» **PAGE EXCERPT**:
######

1902 | Minute Logic: Chapter I. Intended Characters of this Treatise | MS [R] 425:117-118

That our thoughts are signs is an old and familiar doctrine. I show that it is only in so far as thoughts are signs, and particularly […] symbols, that they become subjects of logic; and further that the rules of logic are applicable to all symbols. Accordingly by regarding logic as a science of signs or formal semeiotic, and in the main as a science of symbols, or formal symbolic, we accurately cover its subject matter, and at the same time insure ourselves against all risk of being led astray into psychology. The word formal, in this connection, signifies that only the general conditions to which signs ought to conform are to be considered.

But those conditions may be distinguished into three kinds, leading to a corresponding distinction between three departments of logic, in its wider sense; or Formal Semeiotic. Namely the conditions are either, first, such as must be fulfilled in order that an object may be a sign at all; second, such as must be fulfilled in order that the sign may refer to the object to which it aims to refer, that is, may be true; and third, such as must be fulfilled in order that the sign may determine the interpretant it aims to determine, that is, may be pertinent. [—] The study of the third series of conditions will be found to coincide nearly with what is termed Methodeutic or Methodology; but I prefer to term it Speculative Rhetoric.

######

» **INPUT DATA**:

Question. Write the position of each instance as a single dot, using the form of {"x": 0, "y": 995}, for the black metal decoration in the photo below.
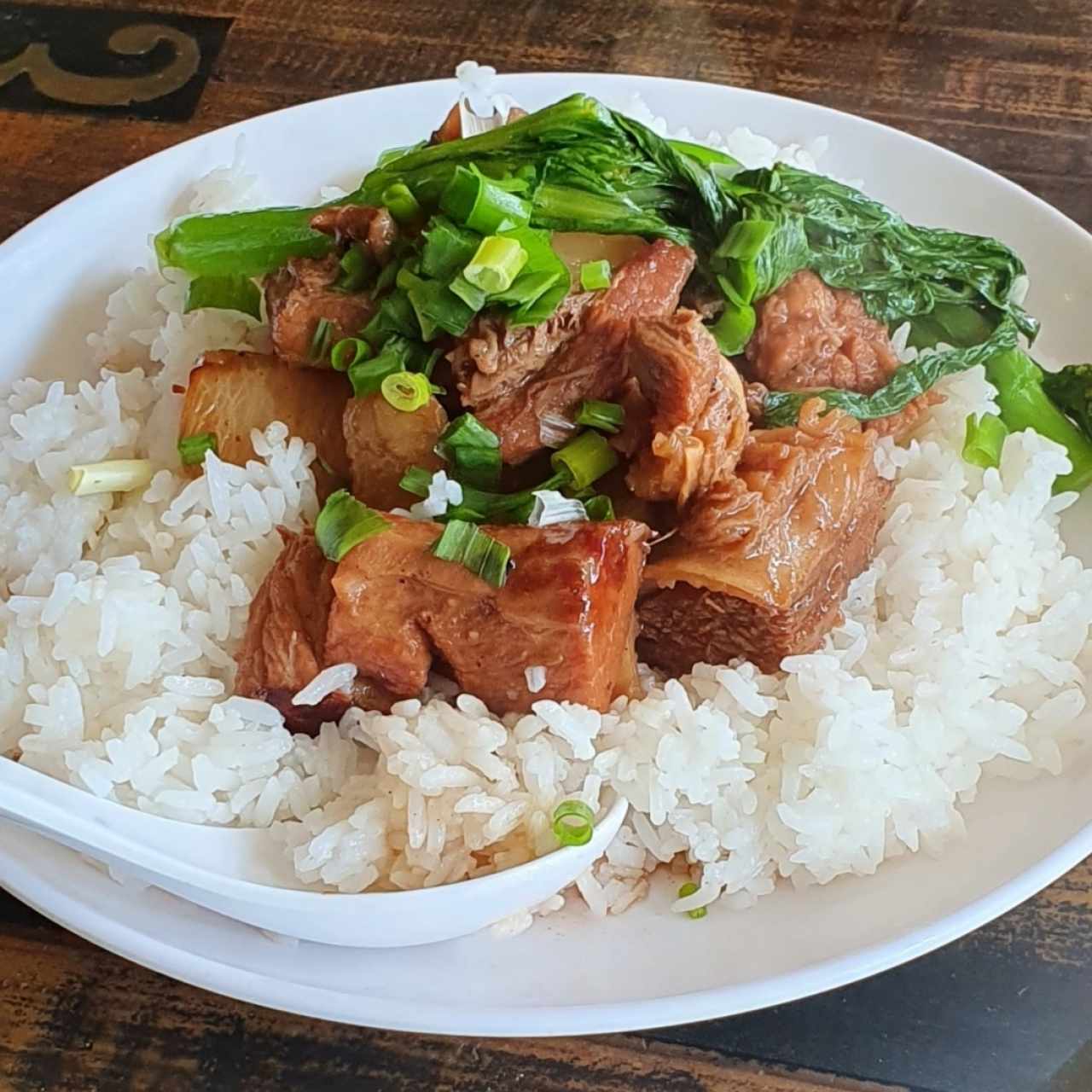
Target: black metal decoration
{"x": 144, "y": 65}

######

» **TASKS**:
a - In the excerpt on logic as a science of signs, rewrite the paragraph that begins "But those conditions may be distinguished" as a short list that keeps its main facts.
b - According to the excerpt on logic as a science of signs, what does the word "formal" signify in this connection?

» **PER-TASK OUTPUTS**:
a -
The general conditions for signs fall into three kinds, giving three departments of logic in its wider sense, or Formal Semeiotic:
- Conditions that must be met for an object to be a sign at all.
- Conditions that must be met for the sign to refer to the object it aims to refer to, that is, to be true.
- Conditions that must be met for the sign to determine the interpretant it aims to determine, that is, to be pertinent. The study of these nearly coincides with Methodeutic or Methodology but is preferably termed Speculative Rhetoric.

b - It signifies that only the general conditions to which signs ought to conform are to be considered.